But this Congress also sought to achieve a balancing act. Much to the chagrin of environmental activists, it also created an “incidental take” permit system that allowed federal or federally permitted activities to harm endangered species if the agency could show that, among other things, “the taking will not appreciably reduce the likelihood of the survival and recovery of the species in the wild.”
It was these issues — bureaucratic authority, economic considerations and which actions constituted “taking” endangered wildlife — that came to a head in the 1995 Babbitt v. Sweet Home Supreme Court case.
In that case, debate over the Northern spotted owl took center stage. A group of logging interests claimed that including owl habitat degradation in the definition of “harm” exceeded the authority and intent of the original legislation. After all, the owls’ habitat infringed on their business.
Distinguished biologists from across the country fought back. They argued that the owl was threatened because of human actions like those of the loggers. By destroying the habitat, loggers were putting the owl on the path to extinction.
These scientists wrote a court brief explaining that species depend on the larger ecosystems of which they are a part, and therefore “harm” to habitat constituted harm to the species themselves. Furthermore, because ecosystems did not follow legal property lines, “attempting to divide ecosystems, for purposes of habitat conservation measures, between federal and nonfederal land is sheer folly.” They concluded with a fierce defense of the ESA and the need to focus on habitat: “There is no other law like the ESA. No law so boldly states the commitment to respect all forms of life, and strives to understand the human role in evolution. If the ESA does not protect habitat, wherever it be found, then it does not protect species, and it cannot succeed.”
The biologists won. Critically, the court accepted the notion that if the government couldn’t protect the land that was so critical to the existence of species, it couldn’t protect the species.
Still, government officials sought to achieve a middle ground: The ruling coincided with a push from Interior Secretary Bruce Babbitt to initiate a series of internal reforms that encouraged publicprivate agreements to balance economic development and wildlife conservation before listing even became necessary.

**ACTIVITIES**
1. Answer these questions about the passage on the Endangered Species Act:
(a) In what year was the Babbitt v. Sweet Home Supreme Court case decided?
(b) Which bird was at the center of the debate in that case?
(c) Who was the Interior Secretary pushing for internal reforms around the time of the ruling?
2. Return everything from "In that case, debate" down to "on their business." in the passage on the Endangered Species Act, copied word for word.
The lines that come next are taken from a different source.

**RECORDED INFORMATION**
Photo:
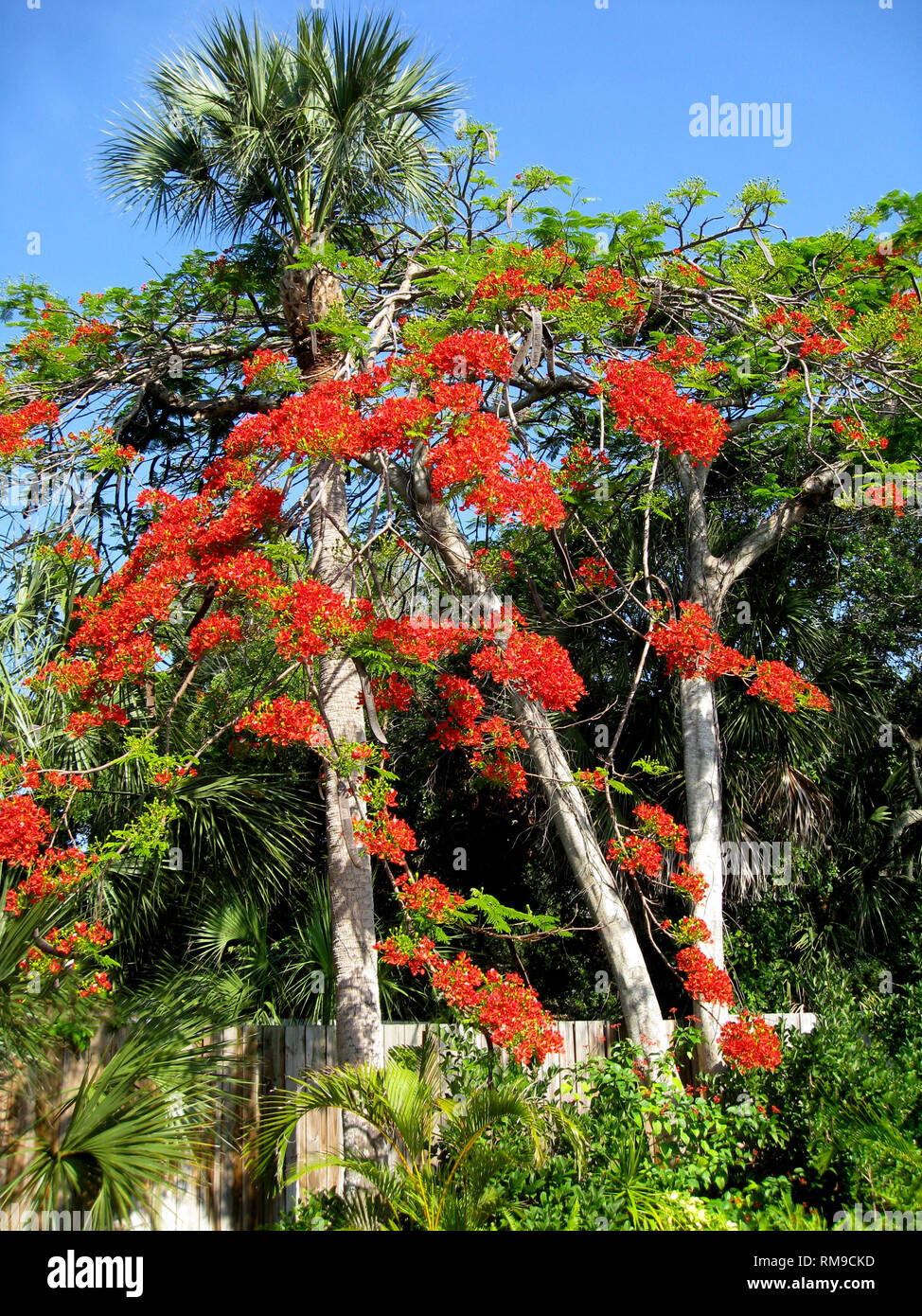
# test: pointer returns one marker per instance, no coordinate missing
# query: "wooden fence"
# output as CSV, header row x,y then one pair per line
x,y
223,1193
==
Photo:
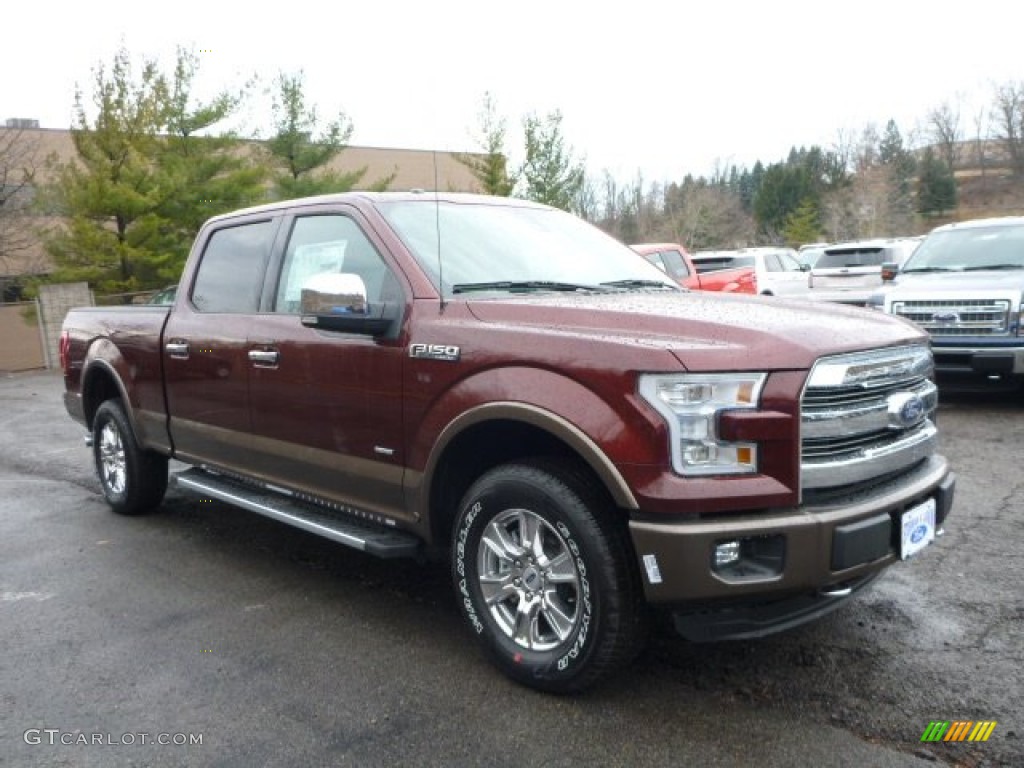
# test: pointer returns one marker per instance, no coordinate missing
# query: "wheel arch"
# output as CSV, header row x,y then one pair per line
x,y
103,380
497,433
---
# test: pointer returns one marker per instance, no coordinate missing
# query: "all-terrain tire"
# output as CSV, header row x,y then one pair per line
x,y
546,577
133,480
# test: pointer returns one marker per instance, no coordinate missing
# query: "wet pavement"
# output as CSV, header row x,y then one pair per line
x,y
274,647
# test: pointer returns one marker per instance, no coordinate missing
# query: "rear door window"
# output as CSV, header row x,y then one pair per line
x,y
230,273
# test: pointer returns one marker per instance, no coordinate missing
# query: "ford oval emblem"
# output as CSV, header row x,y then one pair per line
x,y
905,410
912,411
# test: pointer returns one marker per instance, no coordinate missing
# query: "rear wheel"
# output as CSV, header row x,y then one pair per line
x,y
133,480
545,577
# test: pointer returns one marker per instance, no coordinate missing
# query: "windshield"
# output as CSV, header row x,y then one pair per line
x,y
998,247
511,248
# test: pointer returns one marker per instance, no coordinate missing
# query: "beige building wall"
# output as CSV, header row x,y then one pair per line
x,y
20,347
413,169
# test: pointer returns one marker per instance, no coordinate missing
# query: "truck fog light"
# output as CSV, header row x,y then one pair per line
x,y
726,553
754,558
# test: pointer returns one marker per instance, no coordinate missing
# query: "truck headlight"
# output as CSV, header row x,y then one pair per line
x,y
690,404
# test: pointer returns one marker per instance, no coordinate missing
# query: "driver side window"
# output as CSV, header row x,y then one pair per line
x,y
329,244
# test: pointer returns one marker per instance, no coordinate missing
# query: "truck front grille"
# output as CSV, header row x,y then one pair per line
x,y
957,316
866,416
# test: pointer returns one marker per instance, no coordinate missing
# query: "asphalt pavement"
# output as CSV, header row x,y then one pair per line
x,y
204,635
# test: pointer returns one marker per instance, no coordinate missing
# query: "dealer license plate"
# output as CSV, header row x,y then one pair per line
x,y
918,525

**TASK SOLUTIONS**
1.
(a) 1995
(b) The Northern spotted owl
(c) Bruce Babbitt

2.
In that case, debate over the Northern spotted owl took center stage. A group of logging interests claimed that including owl habitat degradation in the definition of “harm” exceeded the authority and intent of the original legislation. After all, the owls’ habitat infringed on their business.